* Objetivo del ejercicio
Cuenta las líneas del listado siguiente que contienen la palabra "yellow", teniendo en cuenta mayúsculas y minúsculas. Por favor, responde solo con el número.

* Listado proporcionado
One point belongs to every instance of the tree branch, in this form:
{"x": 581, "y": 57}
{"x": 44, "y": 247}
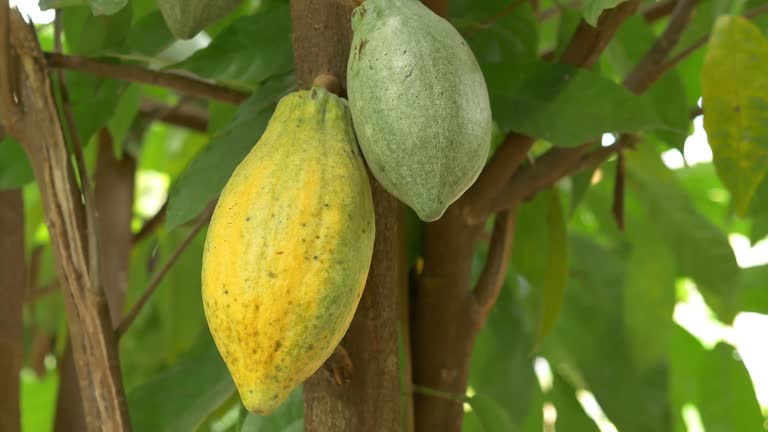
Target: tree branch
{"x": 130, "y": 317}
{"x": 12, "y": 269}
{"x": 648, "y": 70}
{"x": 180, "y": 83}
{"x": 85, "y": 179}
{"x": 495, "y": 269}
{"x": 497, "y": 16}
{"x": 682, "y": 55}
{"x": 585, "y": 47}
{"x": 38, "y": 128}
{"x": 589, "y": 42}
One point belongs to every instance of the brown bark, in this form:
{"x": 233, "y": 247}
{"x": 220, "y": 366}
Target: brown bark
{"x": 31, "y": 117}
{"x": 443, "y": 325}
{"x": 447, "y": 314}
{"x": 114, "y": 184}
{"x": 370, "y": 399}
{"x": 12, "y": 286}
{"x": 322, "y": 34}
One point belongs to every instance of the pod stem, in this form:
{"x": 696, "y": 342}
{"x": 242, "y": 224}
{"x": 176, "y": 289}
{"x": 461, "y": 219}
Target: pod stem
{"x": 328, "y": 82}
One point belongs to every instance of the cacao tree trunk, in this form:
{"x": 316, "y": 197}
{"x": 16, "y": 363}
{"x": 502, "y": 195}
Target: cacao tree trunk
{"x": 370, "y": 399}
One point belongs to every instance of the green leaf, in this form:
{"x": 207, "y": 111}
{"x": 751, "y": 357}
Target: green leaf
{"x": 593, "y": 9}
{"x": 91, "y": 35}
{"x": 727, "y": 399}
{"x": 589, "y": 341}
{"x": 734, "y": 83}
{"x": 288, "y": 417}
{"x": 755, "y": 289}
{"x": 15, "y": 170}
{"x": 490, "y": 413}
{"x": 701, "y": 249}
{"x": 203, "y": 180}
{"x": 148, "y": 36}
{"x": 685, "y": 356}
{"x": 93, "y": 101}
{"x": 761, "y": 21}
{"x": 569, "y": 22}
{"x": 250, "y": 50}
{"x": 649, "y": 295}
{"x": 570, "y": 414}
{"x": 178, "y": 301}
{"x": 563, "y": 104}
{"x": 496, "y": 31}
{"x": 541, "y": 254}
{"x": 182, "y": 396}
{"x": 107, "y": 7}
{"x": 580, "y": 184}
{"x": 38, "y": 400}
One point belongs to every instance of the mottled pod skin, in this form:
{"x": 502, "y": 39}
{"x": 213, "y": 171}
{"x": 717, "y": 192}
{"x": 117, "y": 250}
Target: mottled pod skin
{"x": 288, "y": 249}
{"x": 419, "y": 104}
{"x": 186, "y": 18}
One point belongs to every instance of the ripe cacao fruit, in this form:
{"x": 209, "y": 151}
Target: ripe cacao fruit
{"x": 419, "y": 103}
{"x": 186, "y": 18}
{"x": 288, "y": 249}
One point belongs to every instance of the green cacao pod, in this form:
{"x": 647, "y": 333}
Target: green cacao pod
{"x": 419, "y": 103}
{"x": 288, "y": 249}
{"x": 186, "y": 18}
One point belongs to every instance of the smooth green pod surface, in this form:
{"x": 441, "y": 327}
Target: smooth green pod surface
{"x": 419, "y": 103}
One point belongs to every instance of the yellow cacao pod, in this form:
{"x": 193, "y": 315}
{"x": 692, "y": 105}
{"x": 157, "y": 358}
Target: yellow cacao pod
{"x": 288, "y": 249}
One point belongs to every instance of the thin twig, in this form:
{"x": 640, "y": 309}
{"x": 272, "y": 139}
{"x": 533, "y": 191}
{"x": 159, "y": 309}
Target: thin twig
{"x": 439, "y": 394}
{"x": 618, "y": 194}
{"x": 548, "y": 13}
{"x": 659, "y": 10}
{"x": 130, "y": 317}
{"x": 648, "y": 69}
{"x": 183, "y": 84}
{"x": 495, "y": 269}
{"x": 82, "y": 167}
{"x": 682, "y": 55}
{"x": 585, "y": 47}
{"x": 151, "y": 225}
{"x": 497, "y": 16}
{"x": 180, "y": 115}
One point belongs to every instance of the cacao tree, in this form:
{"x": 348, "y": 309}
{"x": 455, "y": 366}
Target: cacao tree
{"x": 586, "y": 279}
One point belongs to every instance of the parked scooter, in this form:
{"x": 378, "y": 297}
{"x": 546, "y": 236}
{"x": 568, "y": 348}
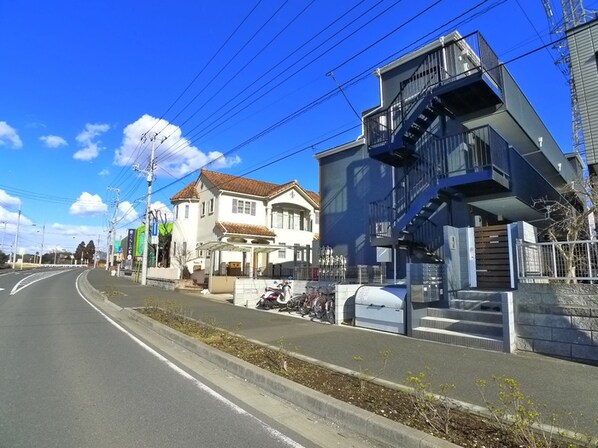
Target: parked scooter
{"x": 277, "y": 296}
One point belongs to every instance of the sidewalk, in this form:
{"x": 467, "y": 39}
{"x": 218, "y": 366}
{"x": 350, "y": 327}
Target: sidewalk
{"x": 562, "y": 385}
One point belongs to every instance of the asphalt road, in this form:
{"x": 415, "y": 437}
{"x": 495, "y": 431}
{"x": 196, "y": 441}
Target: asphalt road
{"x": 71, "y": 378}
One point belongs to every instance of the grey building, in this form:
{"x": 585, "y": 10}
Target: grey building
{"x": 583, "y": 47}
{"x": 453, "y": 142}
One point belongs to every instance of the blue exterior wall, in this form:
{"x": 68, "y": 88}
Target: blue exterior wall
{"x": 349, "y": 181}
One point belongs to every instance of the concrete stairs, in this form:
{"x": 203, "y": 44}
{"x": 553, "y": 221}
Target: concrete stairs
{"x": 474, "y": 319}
==
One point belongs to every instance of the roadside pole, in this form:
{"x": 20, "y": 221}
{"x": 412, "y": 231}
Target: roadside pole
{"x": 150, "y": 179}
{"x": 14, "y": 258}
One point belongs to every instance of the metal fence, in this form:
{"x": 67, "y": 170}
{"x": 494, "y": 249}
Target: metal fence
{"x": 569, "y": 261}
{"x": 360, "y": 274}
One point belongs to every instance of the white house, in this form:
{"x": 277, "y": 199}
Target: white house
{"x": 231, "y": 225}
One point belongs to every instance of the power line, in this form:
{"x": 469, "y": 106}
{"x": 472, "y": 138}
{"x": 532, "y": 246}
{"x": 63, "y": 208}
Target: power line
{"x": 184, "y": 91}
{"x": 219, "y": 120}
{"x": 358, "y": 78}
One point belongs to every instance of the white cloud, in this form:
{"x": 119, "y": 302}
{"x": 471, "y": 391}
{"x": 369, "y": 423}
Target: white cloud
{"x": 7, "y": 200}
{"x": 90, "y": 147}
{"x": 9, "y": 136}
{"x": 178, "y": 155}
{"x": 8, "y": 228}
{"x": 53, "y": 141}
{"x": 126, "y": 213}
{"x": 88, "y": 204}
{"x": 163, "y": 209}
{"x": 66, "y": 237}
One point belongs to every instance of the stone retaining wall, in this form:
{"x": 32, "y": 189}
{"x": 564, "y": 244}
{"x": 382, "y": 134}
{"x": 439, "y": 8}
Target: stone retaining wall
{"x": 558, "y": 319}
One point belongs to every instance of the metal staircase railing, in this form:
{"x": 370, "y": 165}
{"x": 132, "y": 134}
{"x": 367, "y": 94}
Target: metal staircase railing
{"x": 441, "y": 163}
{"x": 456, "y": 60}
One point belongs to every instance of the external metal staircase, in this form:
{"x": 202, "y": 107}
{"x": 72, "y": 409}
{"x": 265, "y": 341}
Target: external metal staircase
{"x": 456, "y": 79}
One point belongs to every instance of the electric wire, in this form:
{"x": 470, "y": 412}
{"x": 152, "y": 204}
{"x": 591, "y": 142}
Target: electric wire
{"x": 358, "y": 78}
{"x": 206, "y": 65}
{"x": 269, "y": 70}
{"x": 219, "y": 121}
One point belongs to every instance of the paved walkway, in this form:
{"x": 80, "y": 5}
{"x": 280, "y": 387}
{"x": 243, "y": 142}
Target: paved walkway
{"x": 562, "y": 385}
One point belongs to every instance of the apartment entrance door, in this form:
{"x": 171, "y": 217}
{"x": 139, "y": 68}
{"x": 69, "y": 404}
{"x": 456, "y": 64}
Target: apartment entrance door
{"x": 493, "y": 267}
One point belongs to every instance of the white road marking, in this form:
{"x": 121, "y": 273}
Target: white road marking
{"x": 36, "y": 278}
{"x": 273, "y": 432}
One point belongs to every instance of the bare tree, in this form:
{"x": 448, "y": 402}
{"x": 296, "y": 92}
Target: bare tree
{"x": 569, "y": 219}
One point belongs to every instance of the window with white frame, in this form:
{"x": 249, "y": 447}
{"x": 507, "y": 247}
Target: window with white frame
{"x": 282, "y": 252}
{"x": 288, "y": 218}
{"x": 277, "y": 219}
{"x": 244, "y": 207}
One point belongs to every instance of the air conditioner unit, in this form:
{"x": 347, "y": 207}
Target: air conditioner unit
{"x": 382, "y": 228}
--
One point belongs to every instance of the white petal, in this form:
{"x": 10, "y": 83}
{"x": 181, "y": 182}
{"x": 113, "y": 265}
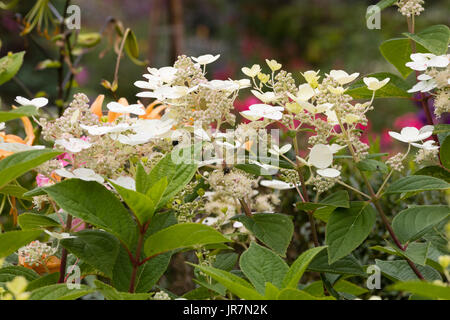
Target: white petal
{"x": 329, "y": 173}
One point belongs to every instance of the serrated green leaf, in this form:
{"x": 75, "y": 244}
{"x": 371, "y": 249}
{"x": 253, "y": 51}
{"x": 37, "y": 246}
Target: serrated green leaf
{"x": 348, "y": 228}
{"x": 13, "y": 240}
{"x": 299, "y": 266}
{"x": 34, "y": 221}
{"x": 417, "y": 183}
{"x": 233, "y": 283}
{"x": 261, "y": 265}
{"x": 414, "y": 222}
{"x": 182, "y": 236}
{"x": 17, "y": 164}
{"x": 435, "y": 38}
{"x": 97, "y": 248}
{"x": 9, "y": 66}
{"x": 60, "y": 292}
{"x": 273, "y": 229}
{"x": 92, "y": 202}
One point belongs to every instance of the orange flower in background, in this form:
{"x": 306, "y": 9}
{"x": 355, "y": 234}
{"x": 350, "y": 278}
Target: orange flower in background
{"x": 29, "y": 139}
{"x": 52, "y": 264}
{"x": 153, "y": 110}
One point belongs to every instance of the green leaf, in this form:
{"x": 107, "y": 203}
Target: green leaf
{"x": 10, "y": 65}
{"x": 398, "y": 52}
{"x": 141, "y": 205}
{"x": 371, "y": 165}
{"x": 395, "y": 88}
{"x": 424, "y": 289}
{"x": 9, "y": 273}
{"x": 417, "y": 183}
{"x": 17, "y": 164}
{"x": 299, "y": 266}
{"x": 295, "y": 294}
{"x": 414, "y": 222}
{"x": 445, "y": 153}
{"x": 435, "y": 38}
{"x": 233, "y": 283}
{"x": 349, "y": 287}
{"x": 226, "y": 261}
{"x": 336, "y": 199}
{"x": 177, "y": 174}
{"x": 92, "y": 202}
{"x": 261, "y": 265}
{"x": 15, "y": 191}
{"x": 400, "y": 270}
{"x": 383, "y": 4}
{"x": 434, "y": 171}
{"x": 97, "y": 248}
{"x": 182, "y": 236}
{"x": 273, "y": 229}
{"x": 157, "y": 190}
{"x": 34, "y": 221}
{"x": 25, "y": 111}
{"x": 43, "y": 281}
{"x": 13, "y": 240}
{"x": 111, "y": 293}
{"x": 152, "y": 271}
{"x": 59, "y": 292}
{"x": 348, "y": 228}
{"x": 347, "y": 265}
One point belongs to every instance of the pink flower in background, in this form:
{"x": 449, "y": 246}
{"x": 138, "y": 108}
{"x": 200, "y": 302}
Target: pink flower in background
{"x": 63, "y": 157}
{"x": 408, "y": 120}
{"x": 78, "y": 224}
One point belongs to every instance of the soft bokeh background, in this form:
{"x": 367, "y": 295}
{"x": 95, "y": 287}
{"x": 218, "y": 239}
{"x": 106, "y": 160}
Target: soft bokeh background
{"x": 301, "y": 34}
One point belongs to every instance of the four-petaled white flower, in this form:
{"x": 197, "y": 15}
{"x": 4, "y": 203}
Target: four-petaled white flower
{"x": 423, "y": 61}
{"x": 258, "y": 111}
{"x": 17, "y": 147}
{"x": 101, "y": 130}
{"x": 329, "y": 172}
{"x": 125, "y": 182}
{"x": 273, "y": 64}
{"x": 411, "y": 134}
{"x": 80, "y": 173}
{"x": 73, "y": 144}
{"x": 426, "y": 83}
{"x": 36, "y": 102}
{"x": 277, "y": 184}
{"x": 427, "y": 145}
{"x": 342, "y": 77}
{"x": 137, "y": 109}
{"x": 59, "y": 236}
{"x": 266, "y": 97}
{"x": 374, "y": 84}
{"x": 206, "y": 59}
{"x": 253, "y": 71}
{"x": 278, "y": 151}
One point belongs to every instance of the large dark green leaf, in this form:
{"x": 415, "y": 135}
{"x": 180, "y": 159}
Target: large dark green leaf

* Respuesta
2